◆ Problem details ◆
Copy each entry as it stands, leaving nothing out.

Data records

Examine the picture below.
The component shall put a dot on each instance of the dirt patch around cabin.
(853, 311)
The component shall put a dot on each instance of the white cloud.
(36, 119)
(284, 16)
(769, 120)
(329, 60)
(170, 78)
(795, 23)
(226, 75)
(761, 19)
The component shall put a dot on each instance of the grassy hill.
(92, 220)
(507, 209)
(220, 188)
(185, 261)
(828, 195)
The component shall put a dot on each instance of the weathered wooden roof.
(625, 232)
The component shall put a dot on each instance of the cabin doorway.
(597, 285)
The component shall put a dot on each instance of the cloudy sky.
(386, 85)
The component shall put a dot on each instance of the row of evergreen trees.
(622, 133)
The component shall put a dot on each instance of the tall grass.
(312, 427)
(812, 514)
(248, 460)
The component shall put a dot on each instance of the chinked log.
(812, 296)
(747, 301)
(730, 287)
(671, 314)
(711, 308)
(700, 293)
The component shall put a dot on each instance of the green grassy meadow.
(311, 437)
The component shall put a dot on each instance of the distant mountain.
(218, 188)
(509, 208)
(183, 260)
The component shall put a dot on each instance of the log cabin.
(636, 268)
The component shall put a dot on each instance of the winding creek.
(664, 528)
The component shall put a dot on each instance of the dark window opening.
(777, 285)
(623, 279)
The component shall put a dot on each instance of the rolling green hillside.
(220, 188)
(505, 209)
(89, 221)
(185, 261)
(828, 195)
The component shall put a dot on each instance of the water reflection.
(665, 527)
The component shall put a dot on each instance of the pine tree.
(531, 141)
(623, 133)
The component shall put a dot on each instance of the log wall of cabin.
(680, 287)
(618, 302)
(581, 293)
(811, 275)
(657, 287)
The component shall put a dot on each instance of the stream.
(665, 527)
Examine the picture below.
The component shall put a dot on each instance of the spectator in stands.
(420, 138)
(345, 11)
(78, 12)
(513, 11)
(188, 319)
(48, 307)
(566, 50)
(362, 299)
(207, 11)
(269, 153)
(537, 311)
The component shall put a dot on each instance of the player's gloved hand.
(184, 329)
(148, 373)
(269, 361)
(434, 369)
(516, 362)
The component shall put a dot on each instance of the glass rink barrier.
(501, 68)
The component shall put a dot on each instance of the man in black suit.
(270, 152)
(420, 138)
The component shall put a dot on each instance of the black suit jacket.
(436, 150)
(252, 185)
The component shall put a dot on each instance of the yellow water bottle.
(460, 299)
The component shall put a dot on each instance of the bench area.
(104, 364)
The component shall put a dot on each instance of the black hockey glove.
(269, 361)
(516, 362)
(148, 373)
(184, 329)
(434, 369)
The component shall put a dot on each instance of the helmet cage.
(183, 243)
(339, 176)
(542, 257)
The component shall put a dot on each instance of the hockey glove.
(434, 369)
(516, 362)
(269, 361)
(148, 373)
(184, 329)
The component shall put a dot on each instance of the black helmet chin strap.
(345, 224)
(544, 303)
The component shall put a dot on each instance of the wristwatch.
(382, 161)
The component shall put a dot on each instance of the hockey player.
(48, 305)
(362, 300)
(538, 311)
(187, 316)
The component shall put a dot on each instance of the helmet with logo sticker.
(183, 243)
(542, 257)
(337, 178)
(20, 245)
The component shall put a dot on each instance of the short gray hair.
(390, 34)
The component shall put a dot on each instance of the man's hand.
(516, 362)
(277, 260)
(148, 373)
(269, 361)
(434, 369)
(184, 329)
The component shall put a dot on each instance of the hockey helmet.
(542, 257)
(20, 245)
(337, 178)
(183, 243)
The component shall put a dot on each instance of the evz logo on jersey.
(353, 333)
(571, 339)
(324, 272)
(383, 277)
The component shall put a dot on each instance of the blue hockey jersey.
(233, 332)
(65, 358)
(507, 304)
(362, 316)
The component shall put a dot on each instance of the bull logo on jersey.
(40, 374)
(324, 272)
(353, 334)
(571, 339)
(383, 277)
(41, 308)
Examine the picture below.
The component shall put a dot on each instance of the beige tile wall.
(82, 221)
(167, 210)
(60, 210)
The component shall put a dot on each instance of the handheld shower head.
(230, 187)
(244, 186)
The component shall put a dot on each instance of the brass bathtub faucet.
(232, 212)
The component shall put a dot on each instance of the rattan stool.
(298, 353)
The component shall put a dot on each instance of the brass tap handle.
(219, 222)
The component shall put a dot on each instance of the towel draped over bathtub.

◆ Answer for this exercise ◆
Examine the picture below.
The component shall put a dot on each instance of the dirt patch around cabin.
(853, 311)
The component shall put a dot on each instance of the white cloud.
(36, 119)
(284, 16)
(769, 120)
(329, 60)
(170, 78)
(795, 23)
(226, 75)
(761, 19)
The component shall put a dot on each instance of the grassy hill.
(92, 220)
(507, 209)
(220, 188)
(185, 261)
(828, 195)
The component shall put a dot on each instance of the weathered wooden roof.
(625, 232)
The component shall put a dot on each instance of the cabin doorway.
(597, 285)
The component shall put a dot on each instance of the cloudy sky.
(386, 85)
The component shall put a dot on each instance of the row of evergreen trees.
(622, 133)
The component shall put a dot on each instance of the tall grass.
(312, 427)
(812, 514)
(248, 460)
The component shall put a dot on each instance of the chinked log.
(812, 296)
(747, 301)
(730, 287)
(671, 314)
(711, 308)
(700, 293)
The component shall put a dot on each instance of the green grassy meadow.
(311, 437)
The component shall put a dot on each instance of the distant mountain.
(218, 188)
(509, 208)
(183, 260)
The component shall put a dot on each instance of the log cabin.
(636, 268)
The component shall put a dot on each instance of the winding creek.
(664, 528)
The component shall put a dot on each instance of the dark window opening.
(777, 285)
(623, 279)
The component shall put a dot on each instance of the rolling green hillside.
(220, 188)
(505, 209)
(89, 221)
(185, 261)
(828, 195)
The component shall put a dot on each instance of the water reflection.
(665, 527)
The component shall put a dot on each instance of the pine tree.
(531, 141)
(623, 133)
The component shall put a dot on each instance of the log wall of cabin.
(680, 287)
(618, 302)
(581, 293)
(811, 275)
(657, 287)
The component shall put a dot on each instance of the stream.
(665, 527)
Examine the picture below.
The component shall put a dot on each instance of the spectator in stands.
(420, 138)
(345, 11)
(78, 12)
(513, 11)
(188, 319)
(48, 307)
(566, 50)
(362, 299)
(207, 11)
(269, 153)
(537, 311)
The component shall put a dot on each instance of the player's gloved hand.
(184, 329)
(148, 373)
(269, 361)
(434, 369)
(516, 362)
The component shall put a dot on each instance of the glass rink barrier.
(501, 68)
The component shall put a dot on each instance of the man in black suit.
(270, 152)
(420, 138)
The component shall put a dot on each instance of the black suit jacket.
(436, 150)
(252, 185)
The component shall put a dot on each instance of the yellow water bottle.
(460, 299)
The component shall put a dot on each instance of the bench area.
(104, 364)
The component shall put a dot on each instance of the black hockey glove.
(269, 361)
(516, 362)
(148, 373)
(184, 329)
(434, 369)
The component shall put a dot on each instance of the helmet cage.
(183, 243)
(339, 176)
(542, 257)
The component shall put a dot on each instance of the hockey glove.
(434, 369)
(516, 362)
(269, 361)
(148, 373)
(184, 329)
The component shall put a dot on each instance of the black helmet chin strap.
(345, 224)
(544, 303)
The component shall put a dot on each instance of the wristwatch.
(382, 161)
The component shall put a dot on each instance of the hockey player.
(48, 305)
(362, 300)
(538, 311)
(187, 316)
The component shall put a dot on each instance of the helmet with logo sticker.
(183, 243)
(542, 257)
(337, 178)
(20, 245)
The component shall put a dot on each instance of the short gray hair.
(390, 34)
The component shall put a dot on each instance of the man's hand.
(516, 362)
(277, 260)
(148, 373)
(269, 361)
(434, 369)
(184, 329)
The component shall put a dot on each instance of the hockey helmet.
(542, 257)
(20, 245)
(337, 178)
(183, 243)
The component shall put a dot on each instance of the evz logo on jersey.
(353, 333)
(571, 339)
(324, 272)
(383, 277)
The component shall put a dot on each instance of the blue hockey jersey.
(233, 332)
(65, 358)
(507, 304)
(362, 316)
The component shall put a dot on each instance of the bull logo on jersey.
(40, 374)
(324, 272)
(353, 334)
(571, 339)
(383, 277)
(41, 308)
Examine the picture below.
The component shall put a dot on each instance of the beige tile wall.
(82, 221)
(167, 210)
(60, 210)
The component shall put a dot on each instance of the handheld shower head.
(230, 187)
(244, 186)
The component shall put a dot on each instance of the brass bathtub faucet.
(232, 212)
The component shall put a dot on each instance of the rattan stool.
(298, 353)
The component shall put a dot on each instance of the brass tap handle.
(219, 222)
The component shall put a dot on each instance of the towel draped over bathtub.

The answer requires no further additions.